DIRECTIONS —
Please carry the passage about how the band came together and got its name in 1977 further, starting right after its final sentence.

======== TEXT PASSAGE ========

Over the spring and summer of 1977, people drifted in and
out of our rehearsal space, a former stable on St. Patrick
St., (with one tiny window and no heat as we found out the
following winter), trying out on various instruments with
mixed results. David knew a woman who played an Acetone organ
in a band called Oh Those Pants! and so Martha Johnson became
our keyboard player. Martha in turn brought in a friend she
knew from high school, Carl Finkle who played bass. As everyone
else seemed too terrified, Martha started singing some of
the early songs: "Saigon", "Insect Love"
and "Suburban Dream". ("She has quite a good
voice...", I wrote in my journal that September.) When
my brother Tim joined the band as drummer a few weeks later,
the line-up was complete. Now we had to come up with a name
for our first gig at the annual Ontario College of Art Hallowe'en
Party.
A Tentative List of Band Names:
The Anemics, The Appliances, The Case Histories, The Confused
Tourists, The Deadly Nightshades,
The Furious Clones, The Gel Heads, The Kitchenettes (all girl
band?), The Near Misses (all girl band?), Oui Ouis From Paris,
The Turbojets, The Vistas, Xenolith ("A rock fragment
foreign to the igneous mass in which it occurs.")

We wanted an epithet that would distance ourselves from the
cartoon-violent names of the copy-cat punk bands. Someone,
(various people claim this honour), suggested The Muffins
as being diametrically opposite and Martha's name was put
in front. While no one was that enthusiastic about Martha
and the Muffins, we decided to use it as a temporary name
until we could all agree on something better.

======== DATASET CONTENT ========

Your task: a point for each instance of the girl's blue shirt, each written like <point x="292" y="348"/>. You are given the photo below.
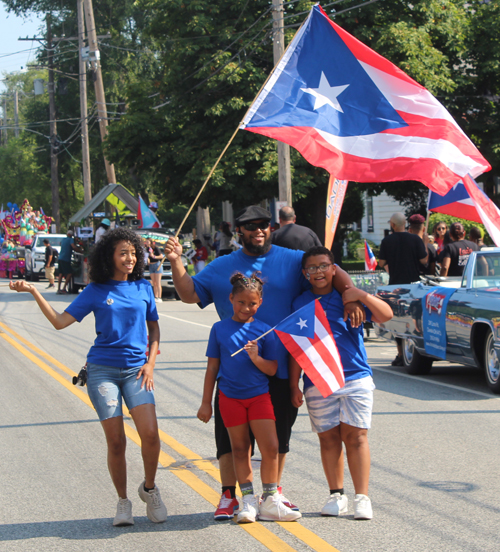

========

THE RESULT —
It wasn't until February 1978 that another O.C.A. student,
Andy Haas was invited as guest artiste at a gig at The Beverley
in Toronto, playing sax on "Sinking Land" and "Suburban
Dream". Shortly after that, David Millar quit the band
to become our live sound engineer. A friend of mine from high
school, Martha Ladly, was auditioned on guitar to replace
David but was better on keyboards and backing vocals. With
the addition of Andy Haas and Martha Ladly, the band line-up
would remain the same until August 1980.

One of the best things about early MatM was its sense of adventure,
musically and otherwise. Our six personalities seemed to collide
in a good way - creating a richly disparate mix which made
Martha and the Muffins sound different from anyone else. Our
influences ranged from pop across to free jazz with everything
in between thrown in. Like many bands in the spirit of the
times, we hadn't formed to "entertain" or to get
a record deal or become famous - it was just the novelty of
doing it. We could wear outrageous clothes, (even a three
piece suit), jump around, make noise, dye our hair and shave
off our eyebrows knowing nothing serious was at stake. We
assumed that we'd probably all be doing something else in
a couple of years.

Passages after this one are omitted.